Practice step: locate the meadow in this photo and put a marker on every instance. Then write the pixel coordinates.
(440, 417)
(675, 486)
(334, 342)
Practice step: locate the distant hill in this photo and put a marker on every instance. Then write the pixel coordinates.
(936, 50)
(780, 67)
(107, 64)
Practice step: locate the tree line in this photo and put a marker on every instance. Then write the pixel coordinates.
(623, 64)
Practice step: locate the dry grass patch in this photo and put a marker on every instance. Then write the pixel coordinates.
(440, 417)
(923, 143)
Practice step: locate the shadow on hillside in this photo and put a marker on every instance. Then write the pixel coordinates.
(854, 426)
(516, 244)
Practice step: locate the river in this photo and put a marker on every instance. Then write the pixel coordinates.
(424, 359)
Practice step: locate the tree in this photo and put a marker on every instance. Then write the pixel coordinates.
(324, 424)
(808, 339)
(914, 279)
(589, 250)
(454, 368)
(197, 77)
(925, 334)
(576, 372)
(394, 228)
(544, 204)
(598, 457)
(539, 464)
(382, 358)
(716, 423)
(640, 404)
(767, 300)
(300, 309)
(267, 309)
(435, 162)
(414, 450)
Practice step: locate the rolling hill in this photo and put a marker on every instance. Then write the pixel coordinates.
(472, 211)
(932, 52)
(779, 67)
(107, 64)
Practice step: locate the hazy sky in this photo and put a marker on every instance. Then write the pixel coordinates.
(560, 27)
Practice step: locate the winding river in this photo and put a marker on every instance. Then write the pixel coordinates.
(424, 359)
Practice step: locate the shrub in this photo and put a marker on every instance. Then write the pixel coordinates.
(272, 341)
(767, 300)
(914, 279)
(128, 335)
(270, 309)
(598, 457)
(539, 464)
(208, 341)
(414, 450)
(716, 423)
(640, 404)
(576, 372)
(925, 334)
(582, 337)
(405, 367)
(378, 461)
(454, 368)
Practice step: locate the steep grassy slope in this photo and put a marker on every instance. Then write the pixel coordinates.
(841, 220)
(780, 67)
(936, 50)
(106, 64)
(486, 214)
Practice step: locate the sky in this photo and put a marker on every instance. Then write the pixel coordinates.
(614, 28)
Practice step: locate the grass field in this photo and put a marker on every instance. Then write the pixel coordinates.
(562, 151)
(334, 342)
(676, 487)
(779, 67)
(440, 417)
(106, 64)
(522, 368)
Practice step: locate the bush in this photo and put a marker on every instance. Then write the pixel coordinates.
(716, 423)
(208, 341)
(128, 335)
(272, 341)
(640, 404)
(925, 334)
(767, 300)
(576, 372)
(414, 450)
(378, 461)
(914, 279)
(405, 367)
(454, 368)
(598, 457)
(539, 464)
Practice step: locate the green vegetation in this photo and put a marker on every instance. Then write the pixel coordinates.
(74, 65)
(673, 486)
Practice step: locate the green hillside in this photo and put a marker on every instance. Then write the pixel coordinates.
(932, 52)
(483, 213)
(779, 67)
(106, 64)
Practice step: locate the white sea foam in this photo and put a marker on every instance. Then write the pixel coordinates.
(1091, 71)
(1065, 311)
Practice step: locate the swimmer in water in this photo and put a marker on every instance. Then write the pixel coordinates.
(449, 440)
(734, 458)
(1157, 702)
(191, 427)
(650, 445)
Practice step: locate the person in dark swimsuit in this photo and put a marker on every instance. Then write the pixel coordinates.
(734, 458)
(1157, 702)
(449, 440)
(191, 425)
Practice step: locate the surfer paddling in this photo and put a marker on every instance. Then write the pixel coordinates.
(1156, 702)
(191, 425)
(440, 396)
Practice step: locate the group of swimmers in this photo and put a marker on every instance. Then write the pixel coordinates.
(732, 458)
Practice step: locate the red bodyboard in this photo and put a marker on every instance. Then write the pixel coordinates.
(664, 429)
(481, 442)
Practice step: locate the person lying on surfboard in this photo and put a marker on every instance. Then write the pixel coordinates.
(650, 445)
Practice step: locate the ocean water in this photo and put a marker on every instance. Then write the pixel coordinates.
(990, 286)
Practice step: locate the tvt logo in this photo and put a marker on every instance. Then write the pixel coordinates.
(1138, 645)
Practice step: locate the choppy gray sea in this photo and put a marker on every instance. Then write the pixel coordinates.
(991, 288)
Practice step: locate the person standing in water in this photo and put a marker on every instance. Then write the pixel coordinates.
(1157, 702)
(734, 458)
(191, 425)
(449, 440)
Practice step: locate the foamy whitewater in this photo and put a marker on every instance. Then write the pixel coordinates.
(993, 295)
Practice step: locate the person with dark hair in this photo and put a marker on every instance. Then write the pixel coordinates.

==============================

Set problem ▸ Copy out the whole listing above again, word for word and line by line, from its first line through its last.

Final answer ▸
Practice step: locate the meadow in this photo and put a marker on every instance. Then write the pixel coordinates.
(440, 417)
(675, 486)
(334, 342)
Practice step: locate the distant hill in this photo and put a marker on every instance. Then write the pixel coordinates.
(936, 50)
(780, 67)
(107, 64)
Practice step: locate the tree line in this photo and put a marker on every instance. Then write the pixel coordinates.
(623, 64)
Practice step: locate the dry grass patch in this photo and put a marker on every instance. Then write the pixel coordinates.
(440, 417)
(923, 143)
Practice step: locate the shadow on hillside in this photo and put a marker on every instance. Then write the pixel coordinates.
(854, 426)
(516, 244)
Practice step: locate the river in this photo and put a marker on every instance. Then write the pixel coordinates.
(424, 359)
Practice step: locate the tree in this photo and put a marker on every instance. Then write the pixel coordinates.
(324, 424)
(808, 339)
(914, 279)
(589, 250)
(454, 368)
(197, 77)
(925, 334)
(576, 372)
(394, 228)
(544, 204)
(598, 457)
(539, 464)
(382, 358)
(716, 423)
(640, 404)
(767, 300)
(300, 309)
(267, 309)
(435, 162)
(414, 450)
Practice step: locate the rolling hill in this photo and put a marker on every instance. Then write the pixel coordinates.
(472, 211)
(932, 52)
(779, 67)
(107, 64)
Practice step: locate the hazy sky in this photo and put a marker on every instance. Then write the pixel coordinates.
(560, 27)
Practice step: locate the winding river in this photo and put a marker on every instance. Then write the pixel coordinates.
(424, 359)
Practice step: locate the shrub in this photo and put a marker on every instance. Then write the pixel coordinates.
(272, 341)
(767, 300)
(914, 279)
(128, 335)
(270, 309)
(598, 457)
(539, 464)
(208, 341)
(414, 450)
(716, 423)
(640, 404)
(576, 372)
(925, 334)
(582, 337)
(405, 367)
(378, 461)
(454, 368)
Practice step: locate the steep grassy slope in this photo and put a marker on every instance. Then write the pixel coordinates.
(841, 220)
(780, 67)
(936, 50)
(106, 64)
(486, 214)
Practice step: locate the sky in this photo and put a marker on every instance. Then write the pixel coordinates.
(614, 28)
Practice step: locate the grass field in this photo and put a marker on every instance. Then write the pixel coordinates.
(562, 151)
(334, 342)
(676, 487)
(779, 67)
(440, 417)
(106, 64)
(522, 368)
Practice step: locate the bush in this photo and put a marker on every instance. Then write the pixel coordinates.
(716, 423)
(208, 341)
(128, 335)
(272, 341)
(640, 404)
(925, 334)
(767, 300)
(576, 372)
(414, 450)
(378, 461)
(914, 279)
(405, 367)
(454, 368)
(598, 457)
(539, 464)
Practice step: locate the green vegetation in this photo and put a marker on every instance. Then write the pixel coordinates.
(74, 65)
(673, 486)
Practice step: locate the green hillside in this photo and put a marker on every instance. Then write the pixel coordinates.
(932, 52)
(483, 213)
(779, 67)
(106, 64)
Practice step: locate the white sea foam in this photo and put a marker on every instance. Then write the pixel coordinates.
(1091, 71)
(1065, 311)
Practice step: locate the swimmer in water in this photo and put a marker on every instance. Then write the pixel coordinates.
(449, 440)
(734, 458)
(1157, 702)
(191, 427)
(650, 445)
Practice step: locate the person in dark swimsuit in this photo and put a marker on every instance. Then write the pixel coordinates.
(734, 458)
(1157, 702)
(449, 440)
(191, 425)
Practice step: locate the surfer paddling in this photo and put a marker on every instance. Then write the pixel coordinates.
(1156, 702)
(191, 425)
(440, 396)
Practice step: locate the group of swimmers in this photo and put a marker on every instance. Then write the pixel coordinates.
(732, 458)
Practice step: locate the red bodyboard in this photo and put a marker on every instance. Then write the pixel coordinates.
(664, 429)
(481, 442)
Practice step: locate the person lying on surfboard in this photo and put a marker on every instance. Then write the pixel coordinates.
(650, 445)
Practice step: locate the ocean water in this photo and put a marker on every instance. Then write the pixel coordinates.
(990, 286)
Practice step: locate the tvt logo in this photo and put a marker on every instance. Then write the pixel coordinates.
(1138, 645)
Practice step: locate the choppy gray sea in this photo and put a marker on every instance. Then write the pixel coordinates.
(991, 288)
Practice step: locate the person standing in water in this photo and put a marker on every instance. Then write the pixel coordinates.
(1157, 702)
(734, 458)
(191, 425)
(449, 440)
Practice step: locate the foamy whitewater in this photo and put a marker on every instance. Then write the pixel coordinates.
(993, 295)
Practice step: locate the person with dark hair in this photo and put a marker on every instance. Then write the pixel coordinates.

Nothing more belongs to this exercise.